[GIVEN RECORDS — start]

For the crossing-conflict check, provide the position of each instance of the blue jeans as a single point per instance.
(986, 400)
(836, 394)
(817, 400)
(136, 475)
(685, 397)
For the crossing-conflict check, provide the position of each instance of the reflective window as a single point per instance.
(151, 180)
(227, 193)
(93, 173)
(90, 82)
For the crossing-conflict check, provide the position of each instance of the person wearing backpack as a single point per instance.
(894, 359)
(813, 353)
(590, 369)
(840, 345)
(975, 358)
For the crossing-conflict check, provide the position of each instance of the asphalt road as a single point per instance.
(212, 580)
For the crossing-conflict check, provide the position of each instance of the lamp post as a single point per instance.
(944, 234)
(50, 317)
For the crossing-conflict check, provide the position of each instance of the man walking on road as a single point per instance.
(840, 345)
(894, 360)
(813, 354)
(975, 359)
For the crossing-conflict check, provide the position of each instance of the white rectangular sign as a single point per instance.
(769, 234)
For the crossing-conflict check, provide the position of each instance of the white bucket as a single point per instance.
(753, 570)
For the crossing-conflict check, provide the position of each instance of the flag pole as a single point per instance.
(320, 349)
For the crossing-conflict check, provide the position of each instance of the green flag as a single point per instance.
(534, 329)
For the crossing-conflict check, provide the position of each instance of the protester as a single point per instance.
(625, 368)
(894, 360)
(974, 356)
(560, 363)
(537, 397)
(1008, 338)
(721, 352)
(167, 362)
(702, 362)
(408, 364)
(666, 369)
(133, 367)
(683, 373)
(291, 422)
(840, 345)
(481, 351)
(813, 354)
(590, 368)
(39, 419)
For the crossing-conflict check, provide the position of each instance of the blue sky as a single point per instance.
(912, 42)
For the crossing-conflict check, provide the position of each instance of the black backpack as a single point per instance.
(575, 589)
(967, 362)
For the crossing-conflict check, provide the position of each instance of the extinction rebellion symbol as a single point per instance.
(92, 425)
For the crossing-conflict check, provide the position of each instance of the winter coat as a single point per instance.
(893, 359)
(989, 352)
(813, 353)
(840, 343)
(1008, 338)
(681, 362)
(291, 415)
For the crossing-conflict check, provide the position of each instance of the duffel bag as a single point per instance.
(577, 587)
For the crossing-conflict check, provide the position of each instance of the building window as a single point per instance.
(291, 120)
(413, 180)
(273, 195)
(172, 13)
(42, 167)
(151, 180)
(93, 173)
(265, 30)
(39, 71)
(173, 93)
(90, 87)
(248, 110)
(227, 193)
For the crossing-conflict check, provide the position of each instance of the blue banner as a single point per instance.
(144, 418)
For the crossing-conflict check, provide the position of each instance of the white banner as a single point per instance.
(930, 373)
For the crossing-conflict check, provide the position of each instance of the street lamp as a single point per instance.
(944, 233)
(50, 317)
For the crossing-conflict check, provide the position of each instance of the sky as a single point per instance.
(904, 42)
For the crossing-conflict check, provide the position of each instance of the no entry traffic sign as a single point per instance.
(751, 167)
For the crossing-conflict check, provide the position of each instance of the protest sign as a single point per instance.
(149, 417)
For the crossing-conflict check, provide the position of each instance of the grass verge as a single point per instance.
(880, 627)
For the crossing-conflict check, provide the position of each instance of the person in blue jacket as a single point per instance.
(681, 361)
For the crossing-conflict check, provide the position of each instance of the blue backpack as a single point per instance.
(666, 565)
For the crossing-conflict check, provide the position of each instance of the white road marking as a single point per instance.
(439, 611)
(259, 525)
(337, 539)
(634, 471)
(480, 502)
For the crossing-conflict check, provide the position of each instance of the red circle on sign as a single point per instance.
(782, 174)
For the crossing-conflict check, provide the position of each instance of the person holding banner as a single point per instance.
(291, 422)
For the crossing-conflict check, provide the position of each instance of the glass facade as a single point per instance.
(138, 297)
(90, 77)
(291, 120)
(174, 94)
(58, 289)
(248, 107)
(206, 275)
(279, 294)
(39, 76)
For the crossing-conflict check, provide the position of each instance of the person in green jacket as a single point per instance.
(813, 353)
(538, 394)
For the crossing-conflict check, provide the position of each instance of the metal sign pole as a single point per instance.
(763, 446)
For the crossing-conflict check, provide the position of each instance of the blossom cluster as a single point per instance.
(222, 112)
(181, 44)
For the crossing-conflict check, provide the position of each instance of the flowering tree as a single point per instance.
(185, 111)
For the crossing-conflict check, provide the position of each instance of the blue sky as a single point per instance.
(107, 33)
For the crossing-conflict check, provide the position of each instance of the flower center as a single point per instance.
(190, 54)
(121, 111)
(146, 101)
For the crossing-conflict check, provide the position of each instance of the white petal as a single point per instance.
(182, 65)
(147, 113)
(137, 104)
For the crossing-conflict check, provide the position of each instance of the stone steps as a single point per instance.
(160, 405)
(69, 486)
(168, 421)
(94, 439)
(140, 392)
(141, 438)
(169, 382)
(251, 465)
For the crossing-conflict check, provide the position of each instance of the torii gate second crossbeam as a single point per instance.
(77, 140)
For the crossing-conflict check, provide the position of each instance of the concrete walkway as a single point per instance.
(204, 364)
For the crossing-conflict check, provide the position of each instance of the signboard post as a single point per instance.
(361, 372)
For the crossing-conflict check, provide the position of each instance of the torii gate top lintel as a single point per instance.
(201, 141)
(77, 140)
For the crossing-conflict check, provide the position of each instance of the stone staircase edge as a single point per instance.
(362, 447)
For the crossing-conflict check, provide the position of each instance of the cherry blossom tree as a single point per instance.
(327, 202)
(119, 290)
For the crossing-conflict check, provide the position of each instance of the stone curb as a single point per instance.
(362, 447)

[GIVEN RECORDS — finish]

TO DO: Each record above needs to be set down again, word for word.

RESPONSE AREA:
For the crossing-conflict check, provide the position of each instance of the blue jeans as a single point per instance.
(986, 400)
(836, 394)
(817, 400)
(136, 475)
(685, 397)
For the crossing-conflict check, provide the position of each instance of the reflective window as a single point per instance.
(151, 180)
(227, 193)
(93, 173)
(90, 82)
For the crossing-conflict check, provide the position of each instance of the person wearing backpack as a single point per instance.
(894, 359)
(813, 353)
(590, 369)
(840, 345)
(975, 358)
For the crossing-conflict check, provide the position of each instance of the asphalt road as a single point per instance.
(212, 580)
For the crossing-conflict check, provide the position of each instance of the lamp post as a single point per instance.
(944, 234)
(50, 317)
For the crossing-conflict check, provide the position of each instance of the man walking on road as a single point per instance.
(840, 345)
(894, 360)
(813, 354)
(975, 359)
For the crossing-conflict check, provide the position of each instance of the white rectangular sign as a single point per instance.
(769, 234)
For the crossing-conflict check, provide the position of each instance of the white bucket as a single point per instance.
(753, 570)
For the crossing-conflict check, provide the position of each instance of the flag pole as a single point per instance.
(320, 349)
For the crossing-conflict check, provide the position of each instance of the green flag as a single point per instance.
(534, 329)
For the crossing-conflict check, provide the position of each instance of the protester as a single point per instance.
(625, 368)
(894, 360)
(974, 356)
(560, 363)
(537, 397)
(1008, 338)
(721, 352)
(167, 362)
(702, 362)
(408, 364)
(666, 369)
(133, 367)
(683, 373)
(291, 422)
(840, 345)
(481, 351)
(813, 354)
(590, 368)
(39, 419)
For the crossing-conflict check, provide the position of each instance of the blue sky as a single point per instance.
(912, 42)
For the crossing-conflict check, provide the position of each instance of the black backpack as a single point per instance.
(575, 589)
(967, 362)
For the crossing-conflict check, provide the position of each instance of the extinction rebellion symbol as a single point per instance.
(92, 425)
For the crossing-conflict check, provide the position of each instance of the winter coat as a single point per instance.
(893, 359)
(989, 352)
(813, 353)
(840, 343)
(1008, 338)
(681, 362)
(291, 415)
For the crossing-conflict check, provide the position of each instance of the duffel bag as a single point per instance.
(577, 587)
For the crossing-conflict check, provide the position of each instance of the building window as a single point per instance.
(291, 120)
(413, 180)
(273, 195)
(172, 13)
(42, 167)
(151, 180)
(93, 173)
(265, 30)
(39, 71)
(173, 93)
(90, 87)
(248, 110)
(227, 193)
For the crossing-conflict check, provide the position of each instance of the blue banner as a single point per instance.
(144, 418)
For the crossing-conflict check, provide the position of each instance of the white banner as a single point per instance.
(930, 373)
For the crossing-conflict check, provide the position of each instance of the street lamp as a single point per instance.
(944, 233)
(50, 317)
For the crossing-conflict check, provide the position of each instance of the sky as a single point per instance.
(904, 42)
For the crossing-conflict check, provide the position of each instance of the no entry traffic sign as a single point per instance.
(751, 167)
For the crossing-conflict check, provide the position of each instance of the protest sign as a single point per instance.
(149, 417)
For the crossing-conflict check, provide the position of each instance of the grass verge as a single point per instance.
(880, 627)
For the crossing-conflict check, provide the position of each instance of the person in blue jacket as a single point per instance.
(681, 361)
For the crossing-conflict check, provide the position of each instance of the blue backpack as a single point per instance.
(666, 565)
For the crossing-conflict check, provide the position of each instance of the white road marking as a single point per instance.
(439, 611)
(259, 525)
(337, 539)
(634, 471)
(480, 502)
For the crossing-conflict check, provide the position of each instance of the red circle on sign as a single point per instance.
(782, 174)
For the crossing-conflict check, provide the position of each instance of the person holding banner as a single point per instance.
(291, 422)
For the crossing-conflict check, provide the position of each instance of the glass facade as a single point per instance.
(138, 297)
(90, 77)
(291, 120)
(174, 94)
(58, 289)
(248, 107)
(206, 275)
(279, 294)
(39, 76)
For the crossing-conflict check, provide the position of each instance of the person in green jacket as a single point per instance.
(813, 353)
(538, 394)
For the crossing-conflict check, provide the position of each instance of the metal sign pole as a single point per instance.
(763, 446)
For the crossing-conflict check, provide the position of each instance of the blossom cluster as a single point per instance.
(222, 112)
(181, 44)
For the crossing-conflict check, provide the position of each instance of the flowering tree as a single point per instance.
(185, 111)
For the crossing-conflict check, provide the position of each instance of the blue sky as a single point per instance.
(107, 33)
For the crossing-conflict check, provide the position of each instance of the flower center as a single point per instance.
(190, 54)
(121, 111)
(146, 101)
For the crossing-conflict check, provide the position of each instance of the white petal as a single point per instance.
(182, 65)
(147, 113)
(137, 104)
For the crossing-conflict check, provide the position of each instance of the stone steps as a single point per instance.
(160, 405)
(69, 486)
(168, 421)
(94, 439)
(140, 392)
(141, 438)
(169, 382)
(251, 465)
For the crossing-conflict check, provide the position of each instance of the torii gate second crossbeam as a single point per instance.
(77, 140)
For the crossing-conflict check, provide the position of each instance of the concrete walkway as a single point per instance.
(204, 364)
For the crossing-conflict check, provide the position of each instance of the signboard post as a single point per instance.
(361, 372)
For the crossing-conflict check, provide the position of each instance of the torii gate top lintel as a single point per instance.
(201, 141)
(77, 140)
For the crossing-conflict check, provide the position of each instance of the stone staircase edge as a single point per instance.
(362, 447)
For the crossing-conflict check, provide the position of each instance of the cherry blossom tree as a single point per instance.
(327, 202)
(119, 290)
For the crossing-conflict check, provide the position of each instance of the stone curb as a single point per instance.
(362, 447)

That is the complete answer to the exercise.